WHAT THE TASK REQUIRES: Copy exactly the lines of the data below that run from the line holding "box: [582, 461, 631, 545]" through the line holding "box: [855, 536, 1040, 772]", both ends included.

Start of TASK DATA

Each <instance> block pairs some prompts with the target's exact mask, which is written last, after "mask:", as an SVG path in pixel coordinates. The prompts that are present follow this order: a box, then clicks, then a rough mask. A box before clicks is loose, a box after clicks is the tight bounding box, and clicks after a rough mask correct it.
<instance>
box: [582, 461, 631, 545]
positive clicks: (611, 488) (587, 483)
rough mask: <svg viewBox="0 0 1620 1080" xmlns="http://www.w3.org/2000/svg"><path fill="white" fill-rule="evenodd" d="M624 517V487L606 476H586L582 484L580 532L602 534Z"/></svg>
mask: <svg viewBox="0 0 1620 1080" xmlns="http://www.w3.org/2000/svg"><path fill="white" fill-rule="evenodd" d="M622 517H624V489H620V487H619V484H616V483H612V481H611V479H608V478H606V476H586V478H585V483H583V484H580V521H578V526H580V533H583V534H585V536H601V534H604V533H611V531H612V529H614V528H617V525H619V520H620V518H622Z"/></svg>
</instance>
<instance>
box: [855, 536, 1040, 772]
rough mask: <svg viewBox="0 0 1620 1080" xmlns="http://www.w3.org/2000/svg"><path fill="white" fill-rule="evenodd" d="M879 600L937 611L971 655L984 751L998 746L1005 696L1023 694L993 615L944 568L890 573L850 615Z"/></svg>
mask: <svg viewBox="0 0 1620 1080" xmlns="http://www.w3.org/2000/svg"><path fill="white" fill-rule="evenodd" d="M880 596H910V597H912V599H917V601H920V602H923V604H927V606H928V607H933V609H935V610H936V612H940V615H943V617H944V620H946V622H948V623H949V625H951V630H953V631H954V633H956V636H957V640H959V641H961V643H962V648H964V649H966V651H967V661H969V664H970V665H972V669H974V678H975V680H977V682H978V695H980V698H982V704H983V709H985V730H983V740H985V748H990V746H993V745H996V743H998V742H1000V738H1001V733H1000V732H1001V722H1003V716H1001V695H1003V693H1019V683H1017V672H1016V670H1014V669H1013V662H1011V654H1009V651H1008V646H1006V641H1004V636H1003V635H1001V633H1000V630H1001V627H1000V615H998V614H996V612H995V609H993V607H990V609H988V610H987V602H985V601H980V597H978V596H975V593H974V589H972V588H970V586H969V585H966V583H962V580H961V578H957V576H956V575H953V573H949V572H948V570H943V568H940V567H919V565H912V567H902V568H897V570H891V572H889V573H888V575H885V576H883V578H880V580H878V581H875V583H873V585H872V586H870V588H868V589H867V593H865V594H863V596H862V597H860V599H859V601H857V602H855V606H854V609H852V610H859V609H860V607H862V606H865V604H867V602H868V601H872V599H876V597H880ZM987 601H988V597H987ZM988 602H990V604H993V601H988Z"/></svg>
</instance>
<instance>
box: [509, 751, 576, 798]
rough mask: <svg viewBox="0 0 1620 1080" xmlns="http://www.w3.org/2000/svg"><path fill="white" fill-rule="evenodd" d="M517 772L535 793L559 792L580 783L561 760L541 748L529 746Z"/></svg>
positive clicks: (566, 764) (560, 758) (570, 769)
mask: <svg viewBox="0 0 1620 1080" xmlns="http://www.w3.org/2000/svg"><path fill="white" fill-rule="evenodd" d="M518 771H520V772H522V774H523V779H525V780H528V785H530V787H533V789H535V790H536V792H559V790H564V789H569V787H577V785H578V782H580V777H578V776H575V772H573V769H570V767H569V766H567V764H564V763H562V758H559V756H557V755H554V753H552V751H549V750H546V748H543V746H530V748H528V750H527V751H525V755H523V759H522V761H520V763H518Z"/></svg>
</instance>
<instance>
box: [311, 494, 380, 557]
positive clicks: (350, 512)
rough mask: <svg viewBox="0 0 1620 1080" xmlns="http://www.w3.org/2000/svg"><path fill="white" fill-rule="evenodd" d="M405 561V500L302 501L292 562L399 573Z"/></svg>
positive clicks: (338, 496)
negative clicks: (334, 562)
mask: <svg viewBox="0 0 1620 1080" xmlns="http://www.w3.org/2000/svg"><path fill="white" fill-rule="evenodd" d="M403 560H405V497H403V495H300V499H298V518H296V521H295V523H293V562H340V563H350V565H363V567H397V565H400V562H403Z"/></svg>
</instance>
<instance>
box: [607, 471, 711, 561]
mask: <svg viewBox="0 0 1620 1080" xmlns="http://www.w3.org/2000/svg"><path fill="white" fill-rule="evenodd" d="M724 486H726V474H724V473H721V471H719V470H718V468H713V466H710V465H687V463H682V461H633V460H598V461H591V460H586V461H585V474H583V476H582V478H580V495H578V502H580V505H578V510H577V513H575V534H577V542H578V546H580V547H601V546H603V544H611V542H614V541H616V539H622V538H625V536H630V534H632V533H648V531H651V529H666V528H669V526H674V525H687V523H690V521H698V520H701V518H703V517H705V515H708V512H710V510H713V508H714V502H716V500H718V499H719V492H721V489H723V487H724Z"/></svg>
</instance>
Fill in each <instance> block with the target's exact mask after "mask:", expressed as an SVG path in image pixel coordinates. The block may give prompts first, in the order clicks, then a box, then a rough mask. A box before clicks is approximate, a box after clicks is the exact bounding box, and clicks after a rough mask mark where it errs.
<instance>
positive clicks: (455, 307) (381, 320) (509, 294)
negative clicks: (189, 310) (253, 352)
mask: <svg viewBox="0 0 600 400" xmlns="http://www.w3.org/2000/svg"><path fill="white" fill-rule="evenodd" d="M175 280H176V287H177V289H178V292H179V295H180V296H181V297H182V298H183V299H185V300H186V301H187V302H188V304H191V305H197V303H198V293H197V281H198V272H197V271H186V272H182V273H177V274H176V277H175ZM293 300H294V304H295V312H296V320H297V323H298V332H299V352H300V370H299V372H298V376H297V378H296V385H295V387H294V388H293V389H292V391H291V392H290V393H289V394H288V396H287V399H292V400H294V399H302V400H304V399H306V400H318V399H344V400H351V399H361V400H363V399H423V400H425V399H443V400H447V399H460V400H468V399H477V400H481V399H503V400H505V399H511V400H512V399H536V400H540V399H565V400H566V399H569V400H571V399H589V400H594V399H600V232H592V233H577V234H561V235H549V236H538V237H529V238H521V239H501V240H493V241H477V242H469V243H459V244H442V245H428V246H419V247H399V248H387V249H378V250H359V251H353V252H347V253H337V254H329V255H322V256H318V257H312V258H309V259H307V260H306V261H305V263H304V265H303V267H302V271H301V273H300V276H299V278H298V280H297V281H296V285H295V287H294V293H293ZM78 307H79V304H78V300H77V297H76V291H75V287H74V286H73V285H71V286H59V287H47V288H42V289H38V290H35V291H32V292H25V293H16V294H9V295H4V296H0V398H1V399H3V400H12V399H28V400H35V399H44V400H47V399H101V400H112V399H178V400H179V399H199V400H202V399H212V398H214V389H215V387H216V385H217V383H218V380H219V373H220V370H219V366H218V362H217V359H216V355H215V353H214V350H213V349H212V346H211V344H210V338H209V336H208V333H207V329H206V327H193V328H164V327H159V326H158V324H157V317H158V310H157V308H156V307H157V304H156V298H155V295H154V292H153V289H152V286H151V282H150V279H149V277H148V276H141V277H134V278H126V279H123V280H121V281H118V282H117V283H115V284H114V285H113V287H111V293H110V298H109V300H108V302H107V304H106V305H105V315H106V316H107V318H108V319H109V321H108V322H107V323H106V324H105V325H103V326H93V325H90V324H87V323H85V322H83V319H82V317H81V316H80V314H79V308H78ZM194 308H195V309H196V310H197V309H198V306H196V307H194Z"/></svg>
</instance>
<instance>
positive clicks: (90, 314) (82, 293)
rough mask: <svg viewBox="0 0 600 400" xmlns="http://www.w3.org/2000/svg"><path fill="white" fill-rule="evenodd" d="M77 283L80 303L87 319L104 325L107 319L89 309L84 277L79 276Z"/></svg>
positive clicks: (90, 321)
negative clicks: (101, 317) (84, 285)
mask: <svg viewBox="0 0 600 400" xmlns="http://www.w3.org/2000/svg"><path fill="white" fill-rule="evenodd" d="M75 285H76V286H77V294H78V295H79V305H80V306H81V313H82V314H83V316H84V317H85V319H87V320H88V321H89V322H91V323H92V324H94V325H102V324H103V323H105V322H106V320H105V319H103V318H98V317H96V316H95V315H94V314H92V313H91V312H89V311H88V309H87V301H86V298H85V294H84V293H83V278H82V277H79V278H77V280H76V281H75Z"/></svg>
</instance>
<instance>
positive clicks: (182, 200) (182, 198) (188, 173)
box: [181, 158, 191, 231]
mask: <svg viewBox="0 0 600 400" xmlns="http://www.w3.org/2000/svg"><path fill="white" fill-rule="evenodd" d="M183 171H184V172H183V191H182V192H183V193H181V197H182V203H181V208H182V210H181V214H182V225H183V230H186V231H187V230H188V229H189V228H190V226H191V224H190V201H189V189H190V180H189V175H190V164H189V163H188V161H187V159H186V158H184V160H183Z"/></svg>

End of TASK DATA

EXERCISE RESPONSE:
box: [582, 461, 631, 545]
positive clicks: (611, 488) (587, 483)
rough mask: <svg viewBox="0 0 1620 1080" xmlns="http://www.w3.org/2000/svg"><path fill="white" fill-rule="evenodd" d="M624 517V487L606 476H586L582 484L580 532L602 534Z"/></svg>
mask: <svg viewBox="0 0 1620 1080" xmlns="http://www.w3.org/2000/svg"><path fill="white" fill-rule="evenodd" d="M622 517H624V489H620V487H619V484H616V483H612V481H611V479H608V478H606V476H586V478H585V483H583V484H580V521H578V526H580V533H583V534H585V536H601V534H604V533H611V531H612V529H614V528H617V525H619V520H620V518H622Z"/></svg>
</instance>
<instance>
box: [855, 536, 1040, 772]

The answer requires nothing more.